[Date Prev][Date Next][Thread Prev][Thread Next][Date Index][Thread Index]
Re: [Qemu-ppc] [RFC PATCH 0/5] hotplug: fix premature rebinding of VFIO
From: |
Michael Roth |
Subject: |
Re: [Qemu-ppc] [RFC PATCH 0/5] hotplug: fix premature rebinding of VFIO devices to host |
Date: |
Thu, 29 Jun 2017 13:22:44 -0500 |
User-agent: |
alot/0.5.1 |
Quoting Daniel P. Berrange (2017-06-29 03:33:19)
> On Wed, Jun 28, 2017 at 07:24:55PM -0500, Michael Roth wrote:
> > Hi everyone. Hoping to get some feedback on this approach, or some
> > alternatives proposed below, to the following issue:
> >
> > Currently libvirt immediately attempts to rebind a managed device back to
> > the
> > host driver when it receives a DEVICE_DELETED event from QEMU. This is
> > problematic for 2 reasons:
> >
> > 1) If multiple devices from a group are attached to a guest, this can move
> > the group into a "non-viable" state where some devices are assigned to
> > the host and some to the guest.
> >
> > 2) When QEMU emits the DEVICE_DELETED event, there's still a "finalize"
> > phase
> > where additional cleanup occurs. In most cases libvirt can ignore this
> > cleanup, but in the case of VFIO devices this is where closing of a VFIO
> > group FD occurs, and failing to wait before rebinding the device to the
> > host driver can result in unexpected behavior. In the case of powernv
> > hosts at least, this can lead to a host driver crashing due to the
> > default
> > DMA windows not having been fully-restored yet. The window between this
> > is
> > and the initial DEVICE_DELETED seems to be ~6 seconds in practice. We've
> > seen host dumps with Mellanox CX4 VFs being rebound to host driver during
> > this period (on powernv hosts).

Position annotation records

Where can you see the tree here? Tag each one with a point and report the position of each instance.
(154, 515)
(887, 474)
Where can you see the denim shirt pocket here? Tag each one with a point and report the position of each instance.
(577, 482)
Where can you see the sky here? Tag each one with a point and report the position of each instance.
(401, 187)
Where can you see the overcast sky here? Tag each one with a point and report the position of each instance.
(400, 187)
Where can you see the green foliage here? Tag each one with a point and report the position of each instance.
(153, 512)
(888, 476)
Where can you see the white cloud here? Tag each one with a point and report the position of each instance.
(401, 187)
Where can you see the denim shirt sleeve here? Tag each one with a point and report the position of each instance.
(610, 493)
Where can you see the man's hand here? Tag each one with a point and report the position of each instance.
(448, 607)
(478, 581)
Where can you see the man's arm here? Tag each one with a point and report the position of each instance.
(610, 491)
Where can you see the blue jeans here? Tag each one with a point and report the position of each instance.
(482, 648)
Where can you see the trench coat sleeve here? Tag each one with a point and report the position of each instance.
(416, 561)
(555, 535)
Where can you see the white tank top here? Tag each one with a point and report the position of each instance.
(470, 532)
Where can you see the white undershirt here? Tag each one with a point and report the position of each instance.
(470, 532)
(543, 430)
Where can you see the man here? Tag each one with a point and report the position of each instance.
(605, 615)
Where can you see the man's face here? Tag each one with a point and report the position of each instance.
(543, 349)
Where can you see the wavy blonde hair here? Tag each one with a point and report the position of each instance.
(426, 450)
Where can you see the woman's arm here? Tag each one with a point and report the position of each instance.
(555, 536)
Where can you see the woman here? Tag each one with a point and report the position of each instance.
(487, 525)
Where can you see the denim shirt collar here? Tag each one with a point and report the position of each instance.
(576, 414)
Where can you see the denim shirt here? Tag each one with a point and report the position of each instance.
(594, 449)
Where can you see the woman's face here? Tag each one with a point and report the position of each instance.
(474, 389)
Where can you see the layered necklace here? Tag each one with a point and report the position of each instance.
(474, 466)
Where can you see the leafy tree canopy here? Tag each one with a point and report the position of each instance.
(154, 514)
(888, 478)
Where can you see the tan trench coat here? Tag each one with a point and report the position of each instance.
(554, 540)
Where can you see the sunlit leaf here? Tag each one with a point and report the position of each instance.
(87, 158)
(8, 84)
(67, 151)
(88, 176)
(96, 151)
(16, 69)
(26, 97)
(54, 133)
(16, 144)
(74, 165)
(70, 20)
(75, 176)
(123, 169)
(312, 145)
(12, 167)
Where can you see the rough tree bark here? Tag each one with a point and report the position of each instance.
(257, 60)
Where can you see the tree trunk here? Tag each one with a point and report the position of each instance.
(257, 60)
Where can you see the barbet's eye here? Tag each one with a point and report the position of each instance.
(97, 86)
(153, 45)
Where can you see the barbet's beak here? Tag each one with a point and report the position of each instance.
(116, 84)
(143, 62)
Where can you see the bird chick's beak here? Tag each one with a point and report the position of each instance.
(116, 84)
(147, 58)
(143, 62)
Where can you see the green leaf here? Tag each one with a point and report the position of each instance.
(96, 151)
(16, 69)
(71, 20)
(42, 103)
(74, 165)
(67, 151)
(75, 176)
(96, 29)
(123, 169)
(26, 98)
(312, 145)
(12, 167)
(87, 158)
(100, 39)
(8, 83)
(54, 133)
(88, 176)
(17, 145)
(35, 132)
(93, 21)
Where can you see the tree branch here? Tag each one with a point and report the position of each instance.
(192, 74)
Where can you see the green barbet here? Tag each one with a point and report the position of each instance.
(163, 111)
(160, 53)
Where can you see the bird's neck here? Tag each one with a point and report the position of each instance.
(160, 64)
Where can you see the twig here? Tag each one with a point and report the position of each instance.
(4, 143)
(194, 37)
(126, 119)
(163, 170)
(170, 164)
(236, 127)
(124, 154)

§ TASK LIST:
1: Write out the lines of the listing verbatim, beginning with the line that contains "Where can you see the sunlit" and proceeding through the final line of the listing.
2: Continue the mailing-list message about premature rebinding of VFIO devices to the host from the point at which it stops.

§ RESULTS FOR THE EXERCISE:
1:
Where can you see the sunlit leaf here? Tag each one with a point and report the position of each instance.
(87, 158)
(8, 84)
(67, 151)
(88, 176)
(96, 151)
(16, 69)
(26, 97)
(54, 133)
(16, 144)
(74, 165)
(70, 20)
(75, 176)
(123, 169)
(312, 145)
(12, 167)
Where can you see the rough tree bark here? Tag each one with a point and report the position of each instance.
(257, 60)
Where can you see the tree trunk here? Tag each one with a point and report the position of each instance.
(257, 60)
Where can you see the barbet's eye here? Tag each one with a point and report the position of each instance.
(97, 86)
(153, 45)
Where can you see the barbet's beak here? Tag each one with a point and report the position of each instance.
(116, 84)
(143, 62)
Where can you see the bird chick's beak here? Tag each one with a point and report the position of each instance.
(116, 84)
(147, 58)
(143, 62)
Where can you see the green leaf here? Tag each one with a point and report the position of each instance.
(96, 151)
(16, 69)
(71, 20)
(42, 103)
(74, 165)
(67, 151)
(75, 176)
(96, 29)
(123, 169)
(26, 98)
(312, 145)
(12, 167)
(87, 158)
(100, 39)
(8, 83)
(54, 133)
(88, 176)
(17, 145)
(35, 132)
(93, 21)
Where can you see the tree branch here? Tag each one with a point and report the position of each instance.
(192, 74)
Where can you see the green barbet here? Tag each one with a point and report the position of each instance.
(163, 111)
(160, 53)
Where can you see the bird's neck here? Tag each one with a point and report the position of each instance.
(160, 64)
Where can you see the twig here? Tag each one with a point and report the position of each instance.
(4, 143)
(194, 37)
(126, 119)
(163, 170)
(170, 164)
(236, 127)
(124, 154)

2:
>
> Why on earth does QEMU's device finalization take 6 seconds to complete.
> That feels very broken to me, unless QEMU is not being schedled due to
> host being overcomitted. If that's not the case, then we have a bug to
> investigate in QEMU to find out why cleanup is delayed so long.
In this particular case QEMU starts finalization almost immediately
after the DEVICE_DELETED, but it looks like most of the time between that and
closing of the group FD is spent in the kernel. Here's what it looks
like from QEMU with vfio*/monitor* traces enabled (in this case
unplugging a Mellanox CX3 PF):
# device_del called
...
# vfio device's device_unparent() called:
# unrealize->exit->vfio_exitfn called:
address@hidden:vfio_intx_disable (0002:01:00.0)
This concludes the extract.